> [THE INPUT]

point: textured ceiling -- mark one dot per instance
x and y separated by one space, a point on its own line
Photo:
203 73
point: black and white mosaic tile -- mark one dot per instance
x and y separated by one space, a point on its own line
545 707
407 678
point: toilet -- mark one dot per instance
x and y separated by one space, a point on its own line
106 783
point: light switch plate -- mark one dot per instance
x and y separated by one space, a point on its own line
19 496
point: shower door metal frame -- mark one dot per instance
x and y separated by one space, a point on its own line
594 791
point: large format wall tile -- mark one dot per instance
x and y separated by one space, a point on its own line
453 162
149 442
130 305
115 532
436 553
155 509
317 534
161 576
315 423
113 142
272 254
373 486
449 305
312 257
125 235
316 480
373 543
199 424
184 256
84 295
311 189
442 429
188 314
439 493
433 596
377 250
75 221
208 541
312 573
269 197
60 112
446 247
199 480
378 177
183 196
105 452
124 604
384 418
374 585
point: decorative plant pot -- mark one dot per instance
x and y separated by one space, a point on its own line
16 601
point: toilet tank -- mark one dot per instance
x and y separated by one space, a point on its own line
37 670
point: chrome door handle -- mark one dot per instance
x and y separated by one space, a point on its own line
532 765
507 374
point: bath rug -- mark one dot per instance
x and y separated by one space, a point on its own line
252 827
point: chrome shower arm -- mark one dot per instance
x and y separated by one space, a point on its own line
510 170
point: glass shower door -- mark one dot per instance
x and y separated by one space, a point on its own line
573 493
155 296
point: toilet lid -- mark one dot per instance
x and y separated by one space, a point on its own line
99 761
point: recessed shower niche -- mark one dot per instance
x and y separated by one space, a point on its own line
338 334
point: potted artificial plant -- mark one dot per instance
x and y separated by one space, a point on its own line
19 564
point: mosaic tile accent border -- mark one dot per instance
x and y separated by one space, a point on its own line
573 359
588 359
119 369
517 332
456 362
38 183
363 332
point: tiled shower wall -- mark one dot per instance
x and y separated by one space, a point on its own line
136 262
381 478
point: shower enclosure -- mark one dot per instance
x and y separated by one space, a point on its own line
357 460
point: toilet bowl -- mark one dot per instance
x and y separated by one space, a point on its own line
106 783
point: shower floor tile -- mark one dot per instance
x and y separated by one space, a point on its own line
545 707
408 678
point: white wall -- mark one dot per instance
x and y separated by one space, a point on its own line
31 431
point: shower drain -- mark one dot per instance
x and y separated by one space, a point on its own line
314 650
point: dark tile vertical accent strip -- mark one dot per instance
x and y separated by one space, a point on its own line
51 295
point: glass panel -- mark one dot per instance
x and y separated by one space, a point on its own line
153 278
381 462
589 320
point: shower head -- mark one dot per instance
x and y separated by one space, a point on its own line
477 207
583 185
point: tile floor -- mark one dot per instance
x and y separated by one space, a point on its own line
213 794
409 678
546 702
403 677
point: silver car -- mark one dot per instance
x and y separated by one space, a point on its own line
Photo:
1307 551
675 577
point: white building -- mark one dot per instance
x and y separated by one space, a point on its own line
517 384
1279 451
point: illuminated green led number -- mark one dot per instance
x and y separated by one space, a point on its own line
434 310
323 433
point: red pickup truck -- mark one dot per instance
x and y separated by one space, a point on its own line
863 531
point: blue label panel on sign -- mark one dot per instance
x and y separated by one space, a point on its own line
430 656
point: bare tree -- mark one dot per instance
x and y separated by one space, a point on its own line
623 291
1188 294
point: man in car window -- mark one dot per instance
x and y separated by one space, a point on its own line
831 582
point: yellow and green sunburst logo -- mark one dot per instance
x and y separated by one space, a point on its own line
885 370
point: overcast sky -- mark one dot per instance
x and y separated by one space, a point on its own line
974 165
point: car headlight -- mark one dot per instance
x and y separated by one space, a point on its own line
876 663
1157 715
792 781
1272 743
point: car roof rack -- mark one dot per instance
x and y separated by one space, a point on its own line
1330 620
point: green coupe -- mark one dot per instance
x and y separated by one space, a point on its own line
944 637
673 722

> [WHAT THE TASK ASKS] From the first line to the last, retype the data exactly.

> [FULL RESPONSE]
point: textured ceiling -- mark one dot per instance
x and y separated by one space, a point on its own line
Photo:
203 73
point: black and white mosaic tile -- mark one dot per instance
x and y separated by one space, a point on its own line
545 707
407 678
point: toilet -- mark one dot per instance
x and y separated by one space, a point on its own line
106 783
point: light switch plate -- mark one dot per instance
x and y separated by one space, a point on its own line
19 496
point: shower door metal frame -- mark one dot per instance
x and y separated by one space, a point on its own line
594 791
point: large format wall tile -- mark one dot per instance
x and y separated by one space, a point on its own line
453 162
149 442
130 305
115 532
436 553
155 509
317 534
161 576
315 423
113 142
272 254
373 486
449 305
312 257
125 235
316 480
373 543
199 424
184 256
84 295
311 189
442 429
188 314
439 493
433 596
377 250
75 221
208 541
312 573
269 197
60 112
446 247
199 480
378 177
183 196
105 452
124 604
384 418
374 585
point: decorative plant pot -- mark one dot per instance
x and y separated by one space, a point on its own line
16 601
point: toilet tank -- mark one dot per instance
x and y separated by one space, a point on its own line
37 670
point: chrome door handle -- mark one dot per instance
x and y separated by one space, a point on its own line
532 765
507 374
point: bath rug -- mark one dot per instance
x and y separated by one space, a point on its own line
252 827
point: chrome shower arm -- mark one dot per instance
x and y separated by one space, a point on its own line
510 170
point: glass shower door -- mark one dot per instance
x and y separated by one space, a point on its own line
573 493
155 296
point: toilet lid -- mark one dot per instance
x and y separated by one space, a point on its own line
99 761
point: recessed shower niche -- mark one dot per instance
x and y separated by one space, a point on its own line
338 334
point: potted artificial plant -- mark one dot per instance
x and y separated by one space, a point on its own line
19 564
point: mosaic tile accent border -- mark one dot per instance
x and y separated by one space, a point on its own line
573 359
588 359
119 369
517 332
456 362
38 183
363 332
point: tiled shower wall -- mark one dot per instance
x and y separated by one space, a point on its own line
136 262
381 478
point: shower enclosure -- mark one dot per instance
x and y separated by one space, a point on its own line
357 460
point: toilet bowl -- mark one dot per instance
x and y separated by one space, a point on its own line
106 783
point: shower floor tile -- mark one dot per instance
x and y separated by one space, a point on its own line
545 707
408 678
point: white wall -- mark one dot per instance
x and y separated by one space, a point on its own line
31 431
point: shower drain -- mark one dot per instance
x and y separated by one space, a point on its own line
314 650
point: dark tile vertical accent strip -- mark one dot per instance
x and y separated by one space, a point on its own line
51 295
point: glass panel -- mark one dot per instance
x and y separated by one space, a point on its own line
153 278
381 462
589 320
point: shower head -- mark one dot per instance
x and y separated by one space, a point on its own line
477 207
583 185
point: tile floor -- mark one dot per instance
x and y separated by one space, a point on its own line
213 794
409 678
546 702
403 677
point: silver car -- mark one dot per instance
x and y separated by one space, a point on its own line
Photo:
1307 551
675 577
point: white building -- mark one dot per instance
x and y separated by one space, a point on its own line
517 384
1279 451
point: illuminated green led number -- mark one dot per instance
x and y separated by one space, a point on its own line
434 310
323 433
point: red pickup truck -- mark one dot per instance
x and y separated by one space, a point on its own line
863 531
point: blue label panel on sign -- mark one dot per instance
x and y separated by one space, a point on its own line
430 656
point: bare tree -- mark one dot per instance
x and y separated by one space, a point on its own line
623 291
1188 294
point: man in car window -- mark one dot per instance
x and y separated by one space, a point on its own line
831 582
point: yellow and green sunburst logo -- mark one dot per instance
x and y separated by one space, a point on its own line
885 370
point: overcast sky -- mark one dot per instance
x and y separated by one space, a point on its own line
974 165
point: car headlight -- mark one dot per instance
x and y separated by one space, a point on its own line
876 663
1157 715
792 781
1272 743
point: car roof rack -- mark one dot per instance
x and y separated by one space, a point on its own line
1330 620
point: green coupe -- mark one dot per instance
x and y separated by one space, a point on its own line
944 637
673 722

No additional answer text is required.